## Begin
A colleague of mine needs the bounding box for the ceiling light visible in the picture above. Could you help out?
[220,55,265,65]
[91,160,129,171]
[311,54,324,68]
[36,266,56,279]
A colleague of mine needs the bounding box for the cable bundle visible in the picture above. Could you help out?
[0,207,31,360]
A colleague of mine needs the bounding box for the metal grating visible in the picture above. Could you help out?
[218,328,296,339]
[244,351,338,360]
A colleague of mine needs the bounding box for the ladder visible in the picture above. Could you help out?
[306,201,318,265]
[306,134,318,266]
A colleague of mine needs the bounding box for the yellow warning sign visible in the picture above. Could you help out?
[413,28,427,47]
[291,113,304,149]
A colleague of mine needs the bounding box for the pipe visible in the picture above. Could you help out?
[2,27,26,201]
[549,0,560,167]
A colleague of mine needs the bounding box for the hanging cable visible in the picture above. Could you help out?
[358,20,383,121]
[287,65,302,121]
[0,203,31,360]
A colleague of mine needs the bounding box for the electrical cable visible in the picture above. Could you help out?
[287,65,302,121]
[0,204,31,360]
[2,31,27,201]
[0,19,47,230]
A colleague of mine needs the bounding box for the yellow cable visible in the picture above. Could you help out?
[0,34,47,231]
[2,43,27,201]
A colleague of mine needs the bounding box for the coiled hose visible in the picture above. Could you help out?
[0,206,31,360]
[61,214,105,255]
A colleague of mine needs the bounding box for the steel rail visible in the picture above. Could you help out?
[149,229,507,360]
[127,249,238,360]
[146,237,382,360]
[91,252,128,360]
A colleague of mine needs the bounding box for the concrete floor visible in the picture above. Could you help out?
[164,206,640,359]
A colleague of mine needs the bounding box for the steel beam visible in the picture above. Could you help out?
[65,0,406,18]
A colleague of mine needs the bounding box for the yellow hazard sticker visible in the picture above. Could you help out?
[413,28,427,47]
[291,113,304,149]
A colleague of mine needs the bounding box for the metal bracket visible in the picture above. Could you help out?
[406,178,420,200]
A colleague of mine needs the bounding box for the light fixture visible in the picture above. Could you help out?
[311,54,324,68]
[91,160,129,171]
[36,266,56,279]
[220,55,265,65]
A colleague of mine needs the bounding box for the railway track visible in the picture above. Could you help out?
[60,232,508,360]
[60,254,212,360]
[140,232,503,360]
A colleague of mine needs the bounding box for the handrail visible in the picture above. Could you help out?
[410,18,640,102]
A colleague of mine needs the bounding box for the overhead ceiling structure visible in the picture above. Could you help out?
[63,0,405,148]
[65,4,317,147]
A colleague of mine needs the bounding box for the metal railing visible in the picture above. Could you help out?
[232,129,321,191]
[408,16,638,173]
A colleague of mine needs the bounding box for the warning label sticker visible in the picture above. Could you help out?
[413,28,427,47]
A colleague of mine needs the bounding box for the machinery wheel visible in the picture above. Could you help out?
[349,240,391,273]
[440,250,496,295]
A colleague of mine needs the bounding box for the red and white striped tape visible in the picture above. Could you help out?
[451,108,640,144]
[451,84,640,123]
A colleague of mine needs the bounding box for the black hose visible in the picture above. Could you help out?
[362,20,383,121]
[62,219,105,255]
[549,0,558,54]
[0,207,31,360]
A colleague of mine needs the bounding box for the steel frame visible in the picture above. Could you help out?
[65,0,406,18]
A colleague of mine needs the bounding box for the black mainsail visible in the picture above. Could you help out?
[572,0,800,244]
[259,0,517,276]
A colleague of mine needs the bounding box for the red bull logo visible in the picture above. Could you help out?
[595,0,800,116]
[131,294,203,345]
## End
[The request] Give back only the part of the entries that opens with the line containing "A colleague of mine needs the bounding box for the coiled" and closes with the line containing "[406,178,420,200]", changing "steel" to "iron" and leaving everything else the same.

[Reply]
A colleague of mine needs the bounding box for the coiled hose visible in the picture above. Could you help out?
[0,206,31,360]
[61,214,105,255]
A colleague of mine needs the bounding box for the iron rail visible in the picture above. Could you help out?
[149,229,507,360]
[127,249,238,360]
[146,237,382,360]
[91,252,128,360]
A colleague of mine needs the bounding box for the concrete floor visible in the picture above. Could you help out?
[164,206,640,359]
A colleague of mine needs the bounding box for the iron beam visible in the picture above. Could you help out?
[65,0,406,18]
A colleague of mine needs the bounding box for the yellow hazard sticker visible in the picture above. Could you help out?
[413,28,427,47]
[291,113,304,149]
A colleague of mine needs the bounding box for the metal bracket visible in the picture above. Could you help out?
[406,178,420,200]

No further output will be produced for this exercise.